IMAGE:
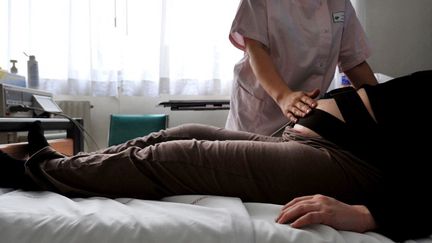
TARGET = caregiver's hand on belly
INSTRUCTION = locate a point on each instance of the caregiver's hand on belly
(330, 106)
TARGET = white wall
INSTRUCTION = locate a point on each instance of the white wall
(400, 32)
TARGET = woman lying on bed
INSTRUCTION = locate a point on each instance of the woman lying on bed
(356, 148)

- - - - - - -

Copy the records above line for line, leaving out the pictures.

** The output **
IMAGE:
TARGET = caregiver's hand on belly
INSTRUCTION = locate a point on each instance of the caregiver's hand on belly
(330, 106)
TARGET = white wall
INSTRUCTION = locate a point on each instance of the white wall
(400, 32)
TARGET = woman lying on bed
INSTRUCTION = locate a point on each instance of the woman lying on bed
(356, 148)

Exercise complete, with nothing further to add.